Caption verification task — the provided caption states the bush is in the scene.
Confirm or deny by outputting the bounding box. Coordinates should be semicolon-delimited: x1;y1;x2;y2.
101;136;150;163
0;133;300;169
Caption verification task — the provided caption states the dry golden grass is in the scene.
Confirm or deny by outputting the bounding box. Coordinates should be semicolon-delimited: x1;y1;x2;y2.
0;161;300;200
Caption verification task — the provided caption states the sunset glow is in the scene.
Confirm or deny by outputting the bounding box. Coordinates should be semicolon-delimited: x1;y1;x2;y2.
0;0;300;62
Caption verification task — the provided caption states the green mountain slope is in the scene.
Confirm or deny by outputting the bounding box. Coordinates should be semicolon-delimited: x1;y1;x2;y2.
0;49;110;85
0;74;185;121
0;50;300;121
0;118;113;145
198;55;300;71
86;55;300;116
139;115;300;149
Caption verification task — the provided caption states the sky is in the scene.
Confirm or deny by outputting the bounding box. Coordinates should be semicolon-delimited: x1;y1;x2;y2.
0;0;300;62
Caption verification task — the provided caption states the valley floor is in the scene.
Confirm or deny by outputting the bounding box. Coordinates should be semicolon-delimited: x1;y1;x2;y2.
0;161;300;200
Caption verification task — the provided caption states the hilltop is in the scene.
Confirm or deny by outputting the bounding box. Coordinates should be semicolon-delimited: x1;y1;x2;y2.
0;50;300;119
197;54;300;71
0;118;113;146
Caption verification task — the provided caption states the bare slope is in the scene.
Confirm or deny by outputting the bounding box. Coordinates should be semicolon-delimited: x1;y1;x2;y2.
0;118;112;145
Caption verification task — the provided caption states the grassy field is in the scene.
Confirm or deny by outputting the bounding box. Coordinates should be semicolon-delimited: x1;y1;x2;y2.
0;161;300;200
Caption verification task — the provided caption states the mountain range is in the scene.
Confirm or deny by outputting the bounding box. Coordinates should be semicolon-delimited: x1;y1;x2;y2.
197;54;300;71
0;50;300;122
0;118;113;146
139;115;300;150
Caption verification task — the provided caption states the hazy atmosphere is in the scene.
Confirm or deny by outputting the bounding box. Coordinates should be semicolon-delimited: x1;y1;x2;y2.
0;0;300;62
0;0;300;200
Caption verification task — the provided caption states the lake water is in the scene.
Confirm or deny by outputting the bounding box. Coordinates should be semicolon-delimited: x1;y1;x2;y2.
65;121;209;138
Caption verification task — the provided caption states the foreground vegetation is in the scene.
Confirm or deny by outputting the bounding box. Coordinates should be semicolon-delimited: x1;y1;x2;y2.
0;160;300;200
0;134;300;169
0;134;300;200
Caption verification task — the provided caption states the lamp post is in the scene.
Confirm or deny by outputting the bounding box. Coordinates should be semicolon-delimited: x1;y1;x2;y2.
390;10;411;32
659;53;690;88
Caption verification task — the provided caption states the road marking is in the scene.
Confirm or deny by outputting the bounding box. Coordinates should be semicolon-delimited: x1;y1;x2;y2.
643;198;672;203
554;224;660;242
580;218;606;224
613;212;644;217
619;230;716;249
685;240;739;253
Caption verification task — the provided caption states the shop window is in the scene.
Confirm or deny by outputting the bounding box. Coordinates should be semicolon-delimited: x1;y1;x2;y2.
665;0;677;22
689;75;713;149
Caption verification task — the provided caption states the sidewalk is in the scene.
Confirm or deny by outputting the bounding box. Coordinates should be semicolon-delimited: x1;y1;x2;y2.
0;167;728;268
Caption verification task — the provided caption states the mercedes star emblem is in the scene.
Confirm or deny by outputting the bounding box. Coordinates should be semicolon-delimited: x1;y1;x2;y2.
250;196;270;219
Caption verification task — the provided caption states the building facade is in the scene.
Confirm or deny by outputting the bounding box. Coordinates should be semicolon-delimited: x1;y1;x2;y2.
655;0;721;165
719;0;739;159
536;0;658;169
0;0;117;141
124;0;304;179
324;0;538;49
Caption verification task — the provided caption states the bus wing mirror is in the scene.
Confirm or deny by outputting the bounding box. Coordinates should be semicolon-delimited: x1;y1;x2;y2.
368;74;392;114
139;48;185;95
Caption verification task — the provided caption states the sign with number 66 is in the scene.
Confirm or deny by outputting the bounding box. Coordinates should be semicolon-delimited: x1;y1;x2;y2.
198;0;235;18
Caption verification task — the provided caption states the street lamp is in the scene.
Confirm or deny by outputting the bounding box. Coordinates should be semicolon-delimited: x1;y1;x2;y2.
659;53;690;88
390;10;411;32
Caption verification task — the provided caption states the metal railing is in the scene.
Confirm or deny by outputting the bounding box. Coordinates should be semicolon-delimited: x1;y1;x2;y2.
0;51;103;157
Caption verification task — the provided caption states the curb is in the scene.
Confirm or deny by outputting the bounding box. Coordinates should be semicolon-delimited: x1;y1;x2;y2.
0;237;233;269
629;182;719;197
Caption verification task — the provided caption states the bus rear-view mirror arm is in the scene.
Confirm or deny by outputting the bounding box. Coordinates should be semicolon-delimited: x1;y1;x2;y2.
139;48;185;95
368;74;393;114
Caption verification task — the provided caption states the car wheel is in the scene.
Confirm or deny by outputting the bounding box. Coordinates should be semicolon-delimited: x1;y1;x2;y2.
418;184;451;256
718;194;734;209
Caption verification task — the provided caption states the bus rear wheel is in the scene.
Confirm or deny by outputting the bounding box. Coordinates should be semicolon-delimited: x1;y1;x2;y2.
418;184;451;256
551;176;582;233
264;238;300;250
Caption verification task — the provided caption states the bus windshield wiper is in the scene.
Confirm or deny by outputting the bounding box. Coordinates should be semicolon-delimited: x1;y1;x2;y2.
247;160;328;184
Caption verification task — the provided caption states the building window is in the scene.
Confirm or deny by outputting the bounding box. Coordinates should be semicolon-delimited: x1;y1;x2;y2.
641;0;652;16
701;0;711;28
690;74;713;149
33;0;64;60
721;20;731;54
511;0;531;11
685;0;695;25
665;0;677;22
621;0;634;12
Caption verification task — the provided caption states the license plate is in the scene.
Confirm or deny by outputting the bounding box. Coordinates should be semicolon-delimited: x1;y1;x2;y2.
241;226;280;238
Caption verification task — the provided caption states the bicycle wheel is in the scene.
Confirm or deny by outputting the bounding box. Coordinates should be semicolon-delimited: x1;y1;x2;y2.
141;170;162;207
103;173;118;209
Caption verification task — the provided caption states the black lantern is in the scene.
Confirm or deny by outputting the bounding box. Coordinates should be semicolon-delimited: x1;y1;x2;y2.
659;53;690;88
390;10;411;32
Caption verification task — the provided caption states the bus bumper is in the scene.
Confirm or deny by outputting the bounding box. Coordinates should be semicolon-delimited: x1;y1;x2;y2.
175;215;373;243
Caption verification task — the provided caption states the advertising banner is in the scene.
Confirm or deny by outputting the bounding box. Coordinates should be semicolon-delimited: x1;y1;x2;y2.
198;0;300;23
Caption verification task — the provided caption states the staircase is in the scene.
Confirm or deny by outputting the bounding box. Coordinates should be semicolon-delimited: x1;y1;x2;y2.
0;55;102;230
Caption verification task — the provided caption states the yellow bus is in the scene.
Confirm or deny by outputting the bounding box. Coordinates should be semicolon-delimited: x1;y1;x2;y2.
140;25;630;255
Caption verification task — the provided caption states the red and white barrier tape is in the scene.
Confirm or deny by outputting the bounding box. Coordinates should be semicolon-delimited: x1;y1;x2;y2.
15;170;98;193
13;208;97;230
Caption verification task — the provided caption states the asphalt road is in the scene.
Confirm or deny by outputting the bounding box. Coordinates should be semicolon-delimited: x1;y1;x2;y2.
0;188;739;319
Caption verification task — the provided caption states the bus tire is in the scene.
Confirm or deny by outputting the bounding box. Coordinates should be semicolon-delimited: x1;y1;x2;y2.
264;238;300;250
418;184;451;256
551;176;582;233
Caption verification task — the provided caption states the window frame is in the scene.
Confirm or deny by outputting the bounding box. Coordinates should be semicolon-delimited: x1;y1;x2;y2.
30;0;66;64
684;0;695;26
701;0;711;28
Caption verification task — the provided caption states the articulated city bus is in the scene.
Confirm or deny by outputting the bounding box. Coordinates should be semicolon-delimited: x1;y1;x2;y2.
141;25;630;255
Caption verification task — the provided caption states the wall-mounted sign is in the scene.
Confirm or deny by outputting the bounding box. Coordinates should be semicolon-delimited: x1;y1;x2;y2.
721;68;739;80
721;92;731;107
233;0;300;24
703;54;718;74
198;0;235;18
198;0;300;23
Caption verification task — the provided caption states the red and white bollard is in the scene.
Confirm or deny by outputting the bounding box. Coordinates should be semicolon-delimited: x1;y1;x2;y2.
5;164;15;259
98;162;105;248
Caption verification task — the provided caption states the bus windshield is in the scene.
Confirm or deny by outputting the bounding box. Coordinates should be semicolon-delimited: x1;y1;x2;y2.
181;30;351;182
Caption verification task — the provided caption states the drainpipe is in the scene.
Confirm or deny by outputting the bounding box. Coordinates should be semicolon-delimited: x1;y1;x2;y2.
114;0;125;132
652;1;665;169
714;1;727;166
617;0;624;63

⁂

(Goal) Convert the data, starting at the beginning and ending at the line containing "0;133;300;169", into a two-column CSV with the headers text and answer. Give one row for each instruction and the coordinates that follow it, with each value in a quoted field and its line breaks changed to spaces.

(Answer to the task)
text,answer
"Caption verification task — the provided caption states the bush is in the scene. Confirm or deny by outputting the bounding box. Coordinates should be semicolon-delimited: x1;y1;x2;y2.","101;136;150;163 0;133;300;169"